Stored entries:
__________
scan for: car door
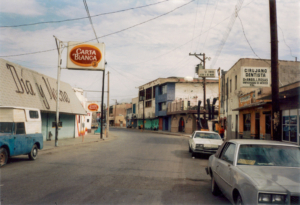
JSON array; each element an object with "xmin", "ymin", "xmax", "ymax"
[{"xmin": 216, "ymin": 143, "xmax": 236, "ymax": 197}]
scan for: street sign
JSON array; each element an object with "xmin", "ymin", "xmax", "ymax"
[
  {"xmin": 67, "ymin": 42, "xmax": 105, "ymax": 70},
  {"xmin": 198, "ymin": 69, "xmax": 216, "ymax": 78}
]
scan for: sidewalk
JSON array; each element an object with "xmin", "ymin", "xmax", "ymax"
[
  {"xmin": 41, "ymin": 131, "xmax": 115, "ymax": 151},
  {"xmin": 109, "ymin": 126, "xmax": 191, "ymax": 137}
]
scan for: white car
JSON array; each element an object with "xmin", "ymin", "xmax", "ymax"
[
  {"xmin": 206, "ymin": 139, "xmax": 300, "ymax": 205},
  {"xmin": 189, "ymin": 131, "xmax": 223, "ymax": 156}
]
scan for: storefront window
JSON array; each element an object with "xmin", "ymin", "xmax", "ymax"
[
  {"xmin": 282, "ymin": 109, "xmax": 298, "ymax": 142},
  {"xmin": 244, "ymin": 114, "xmax": 251, "ymax": 131}
]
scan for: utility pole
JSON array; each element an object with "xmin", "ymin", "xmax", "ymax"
[
  {"xmin": 218, "ymin": 67, "xmax": 221, "ymax": 124},
  {"xmin": 54, "ymin": 36, "xmax": 63, "ymax": 147},
  {"xmin": 189, "ymin": 53, "xmax": 210, "ymax": 121},
  {"xmin": 106, "ymin": 71, "xmax": 109, "ymax": 138},
  {"xmin": 269, "ymin": 0, "xmax": 281, "ymax": 141}
]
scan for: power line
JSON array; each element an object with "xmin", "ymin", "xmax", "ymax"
[
  {"xmin": 190, "ymin": 0, "xmax": 199, "ymax": 51},
  {"xmin": 83, "ymin": 0, "xmax": 99, "ymax": 43},
  {"xmin": 0, "ymin": 0, "xmax": 195, "ymax": 58},
  {"xmin": 278, "ymin": 26, "xmax": 297, "ymax": 58},
  {"xmin": 203, "ymin": 0, "xmax": 219, "ymax": 50},
  {"xmin": 0, "ymin": 0, "xmax": 169, "ymax": 28},
  {"xmin": 196, "ymin": 0, "xmax": 209, "ymax": 50},
  {"xmin": 237, "ymin": 15, "xmax": 271, "ymax": 66},
  {"xmin": 210, "ymin": 0, "xmax": 245, "ymax": 68}
]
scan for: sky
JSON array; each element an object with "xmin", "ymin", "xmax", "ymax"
[{"xmin": 0, "ymin": 0, "xmax": 300, "ymax": 104}]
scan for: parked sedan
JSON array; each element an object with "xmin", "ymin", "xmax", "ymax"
[
  {"xmin": 206, "ymin": 139, "xmax": 300, "ymax": 204},
  {"xmin": 189, "ymin": 131, "xmax": 223, "ymax": 156}
]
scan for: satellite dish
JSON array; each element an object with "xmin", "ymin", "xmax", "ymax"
[{"xmin": 184, "ymin": 76, "xmax": 194, "ymax": 81}]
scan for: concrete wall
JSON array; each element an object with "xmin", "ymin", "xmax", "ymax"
[{"xmin": 41, "ymin": 112, "xmax": 75, "ymax": 141}]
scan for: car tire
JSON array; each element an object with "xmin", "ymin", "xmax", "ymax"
[
  {"xmin": 0, "ymin": 148, "xmax": 8, "ymax": 167},
  {"xmin": 235, "ymin": 195, "xmax": 244, "ymax": 205},
  {"xmin": 211, "ymin": 175, "xmax": 221, "ymax": 196},
  {"xmin": 28, "ymin": 144, "xmax": 38, "ymax": 160}
]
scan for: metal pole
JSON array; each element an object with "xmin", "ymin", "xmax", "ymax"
[
  {"xmin": 203, "ymin": 53, "xmax": 207, "ymax": 120},
  {"xmin": 143, "ymin": 89, "xmax": 145, "ymax": 130},
  {"xmin": 54, "ymin": 36, "xmax": 62, "ymax": 147},
  {"xmin": 106, "ymin": 71, "xmax": 109, "ymax": 138},
  {"xmin": 269, "ymin": 0, "xmax": 281, "ymax": 141},
  {"xmin": 100, "ymin": 69, "xmax": 105, "ymax": 139}
]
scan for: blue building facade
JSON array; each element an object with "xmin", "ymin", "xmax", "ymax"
[{"xmin": 155, "ymin": 83, "xmax": 175, "ymax": 131}]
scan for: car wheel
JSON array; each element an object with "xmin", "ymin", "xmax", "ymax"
[
  {"xmin": 211, "ymin": 175, "xmax": 221, "ymax": 196},
  {"xmin": 0, "ymin": 148, "xmax": 8, "ymax": 167},
  {"xmin": 235, "ymin": 195, "xmax": 244, "ymax": 205},
  {"xmin": 28, "ymin": 144, "xmax": 38, "ymax": 160}
]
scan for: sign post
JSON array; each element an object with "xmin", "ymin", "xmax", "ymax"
[{"xmin": 67, "ymin": 41, "xmax": 105, "ymax": 139}]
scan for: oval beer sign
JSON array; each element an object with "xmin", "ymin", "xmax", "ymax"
[
  {"xmin": 70, "ymin": 44, "xmax": 102, "ymax": 67},
  {"xmin": 88, "ymin": 103, "xmax": 99, "ymax": 112}
]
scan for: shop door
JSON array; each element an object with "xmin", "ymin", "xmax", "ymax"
[
  {"xmin": 255, "ymin": 113, "xmax": 260, "ymax": 139},
  {"xmin": 165, "ymin": 117, "xmax": 169, "ymax": 131}
]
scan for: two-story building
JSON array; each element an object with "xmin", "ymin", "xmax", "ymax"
[
  {"xmin": 221, "ymin": 58, "xmax": 300, "ymax": 139},
  {"xmin": 138, "ymin": 77, "xmax": 218, "ymax": 133}
]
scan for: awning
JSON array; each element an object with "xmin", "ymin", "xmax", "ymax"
[{"xmin": 232, "ymin": 102, "xmax": 271, "ymax": 111}]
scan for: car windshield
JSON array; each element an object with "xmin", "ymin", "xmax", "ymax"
[
  {"xmin": 237, "ymin": 145, "xmax": 300, "ymax": 167},
  {"xmin": 194, "ymin": 132, "xmax": 221, "ymax": 140}
]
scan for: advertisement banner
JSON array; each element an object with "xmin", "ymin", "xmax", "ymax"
[
  {"xmin": 67, "ymin": 42, "xmax": 105, "ymax": 70},
  {"xmin": 198, "ymin": 69, "xmax": 216, "ymax": 78},
  {"xmin": 241, "ymin": 67, "xmax": 271, "ymax": 87}
]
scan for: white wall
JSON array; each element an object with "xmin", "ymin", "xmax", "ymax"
[{"xmin": 175, "ymin": 82, "xmax": 219, "ymax": 106}]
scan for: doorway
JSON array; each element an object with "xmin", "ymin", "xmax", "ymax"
[
  {"xmin": 255, "ymin": 113, "xmax": 260, "ymax": 139},
  {"xmin": 178, "ymin": 117, "xmax": 185, "ymax": 132}
]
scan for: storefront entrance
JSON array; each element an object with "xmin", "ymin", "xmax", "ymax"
[{"xmin": 178, "ymin": 117, "xmax": 185, "ymax": 132}]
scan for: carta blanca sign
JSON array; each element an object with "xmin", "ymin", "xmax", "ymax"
[
  {"xmin": 198, "ymin": 69, "xmax": 216, "ymax": 78},
  {"xmin": 67, "ymin": 42, "xmax": 105, "ymax": 70},
  {"xmin": 241, "ymin": 67, "xmax": 271, "ymax": 87}
]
__________
Task directions
Arrange the stored entries as a JSON list of strings with one string per line, leaving out blank lines; begin at the line that has "scan for: storefront entrance" and stop after the last line of the entries.

Answer for the task
[
  "scan for: storefront entrance",
  "JSON array; each element an object with \"xmin\", \"ymin\", \"xmax\", \"ymax\"",
  "[{\"xmin\": 178, \"ymin\": 117, \"xmax\": 185, \"ymax\": 132}]",
  "scan for: carta blanca sign",
  "JSON array; each element an object with \"xmin\", \"ymin\", \"xmax\", \"ymax\"",
  "[",
  "  {\"xmin\": 198, \"ymin\": 69, \"xmax\": 216, \"ymax\": 78},",
  "  {\"xmin\": 67, \"ymin\": 42, \"xmax\": 105, \"ymax\": 70},",
  "  {\"xmin\": 241, \"ymin\": 67, \"xmax\": 271, \"ymax\": 87}",
  "]"
]